> Brief
Go through the data below and switch each "instance" to "occurrence", leaving everything else unchanged.

━━━ Material provided

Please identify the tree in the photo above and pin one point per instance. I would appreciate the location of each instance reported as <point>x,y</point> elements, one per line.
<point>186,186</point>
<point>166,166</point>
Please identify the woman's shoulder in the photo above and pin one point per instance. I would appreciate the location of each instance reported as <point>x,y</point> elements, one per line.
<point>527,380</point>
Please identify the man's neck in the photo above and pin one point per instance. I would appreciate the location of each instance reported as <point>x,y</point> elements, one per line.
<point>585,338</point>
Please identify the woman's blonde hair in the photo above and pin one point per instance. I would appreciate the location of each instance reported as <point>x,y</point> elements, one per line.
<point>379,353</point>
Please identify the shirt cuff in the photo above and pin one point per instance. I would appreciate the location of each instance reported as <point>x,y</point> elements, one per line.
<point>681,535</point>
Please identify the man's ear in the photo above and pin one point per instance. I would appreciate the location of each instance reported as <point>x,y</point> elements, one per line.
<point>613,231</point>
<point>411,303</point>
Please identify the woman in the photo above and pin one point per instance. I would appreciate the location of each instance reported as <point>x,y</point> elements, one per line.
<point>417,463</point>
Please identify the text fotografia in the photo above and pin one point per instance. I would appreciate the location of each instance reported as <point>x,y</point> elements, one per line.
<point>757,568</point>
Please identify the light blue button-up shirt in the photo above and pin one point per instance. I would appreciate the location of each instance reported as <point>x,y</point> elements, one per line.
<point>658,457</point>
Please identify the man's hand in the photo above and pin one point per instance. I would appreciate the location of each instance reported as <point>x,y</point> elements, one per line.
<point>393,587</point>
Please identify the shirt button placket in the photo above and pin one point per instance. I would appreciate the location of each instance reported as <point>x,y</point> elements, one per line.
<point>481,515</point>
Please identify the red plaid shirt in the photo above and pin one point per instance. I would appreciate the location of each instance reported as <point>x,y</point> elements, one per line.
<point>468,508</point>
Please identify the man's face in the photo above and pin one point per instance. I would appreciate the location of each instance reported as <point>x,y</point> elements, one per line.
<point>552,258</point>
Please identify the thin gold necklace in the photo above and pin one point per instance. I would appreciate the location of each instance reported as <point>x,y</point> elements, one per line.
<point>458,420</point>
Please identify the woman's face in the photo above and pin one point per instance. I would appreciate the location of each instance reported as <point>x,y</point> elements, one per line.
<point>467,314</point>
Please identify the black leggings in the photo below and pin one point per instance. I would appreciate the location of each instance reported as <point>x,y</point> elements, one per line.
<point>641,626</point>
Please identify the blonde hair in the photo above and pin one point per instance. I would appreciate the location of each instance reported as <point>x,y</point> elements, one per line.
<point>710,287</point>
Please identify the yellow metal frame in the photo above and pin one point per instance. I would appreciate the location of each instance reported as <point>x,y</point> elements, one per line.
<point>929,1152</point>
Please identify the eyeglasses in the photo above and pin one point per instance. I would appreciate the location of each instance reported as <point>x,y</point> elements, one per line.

━━━━━━

> Finished task
Please identify the tree in the photo above and pin one point per occurrence. I would appreciate the location of each occurrence reported as <point>x,y</point> elements, one per line.
<point>186,186</point>
<point>166,166</point>
Please identify the woman's shoulder in the photo above and pin one point per occurrence. I would appreciate the location of each occurrence reported as <point>x,y</point> elements, one per line.
<point>527,380</point>
Please identify the man's neck in the photo above and pin one point per occurrence. I would appreciate the location of each occurrence reported as <point>x,y</point> elements, one per line.
<point>585,338</point>
Please identify the woman's blonde hair in the photo above and pin one point per occurrence. I would appreciate the location of each occurrence reported as <point>x,y</point> elements, one per line.
<point>379,353</point>
Please identify the shirt cuff in the photo above and pin one point per occurrence. I would appreciate the location of each occurrence reported as <point>x,y</point> elements, one per line.
<point>681,535</point>
Please identify the man's ear in the photo above and pin one point per occurrence. I would appreciate the location of each occurrence reported as <point>x,y</point> elements, one per line.
<point>613,231</point>
<point>411,303</point>
Please identify the woman in the photo above and pin one point per occurrence. I would appreciate the location of each occurrence reported as <point>x,y</point> elements, one per line.
<point>417,463</point>
Please identify the text fotografia in the photo above and pin one point per occurrence. I would appreciate the location of each occurrence reported as <point>x,y</point> elements, one per line.
<point>757,568</point>
Please identify the light blue button-up shirt in the photo above and pin one point per occurrence. I would appreciate the location of each occurrence reported as <point>x,y</point> elements, one per line.
<point>658,457</point>
Please identify the man's hand in the photo above and pin one point per occurrence. I would appreciate the location of each occurrence reported as <point>x,y</point> elements, one per line.
<point>393,587</point>
Please identify the shirt button placket in the photo above and pin one point per occurrence. I would appreciate the location of each occurrence reported as <point>x,y</point> elements, one per line.
<point>481,515</point>
Please identify the red plaid shirt in the photo above and pin one point per occurrence. I would appreciate the location of each occurrence reported as <point>x,y</point> elements, one per line.
<point>468,508</point>
Please identify the man's face in the photo above and pin one point per occurrence. I would appreciate the location of each occurrence reported as <point>x,y</point> elements, one per line.
<point>552,258</point>
Please identify the thin gold necklace in the photo above and pin one point per occurrence. I would appreciate the location of each occurrence reported as <point>x,y</point> elements, one per line.
<point>458,420</point>
Please identify the woman's face in the photo above and pin one point per occurrence. I would appreciate the location of each occurrence reported as <point>x,y</point> elements, one per line.
<point>467,314</point>
Please identify the black leggings in the photo below and pin one point per occurrence. I would appreciate the location of each occurrence reported as <point>x,y</point> elements, one per line.
<point>641,626</point>
Please identify the blonde hair in the photo above and pin one point per occurrence. I would appreciate the location of each occurrence reported as <point>x,y</point> elements, one per line.
<point>710,287</point>
Please identify the yellow metal frame in the photo above and pin one point per occurrence. I would appreciate the location of each occurrence reported as <point>x,y</point> elements, one per line.
<point>929,1152</point>
Please identify the eyeglasses in the photo above and pin one point per occurrence. I would appreciate the location of each occurrence reported as <point>x,y</point> elements, one per line.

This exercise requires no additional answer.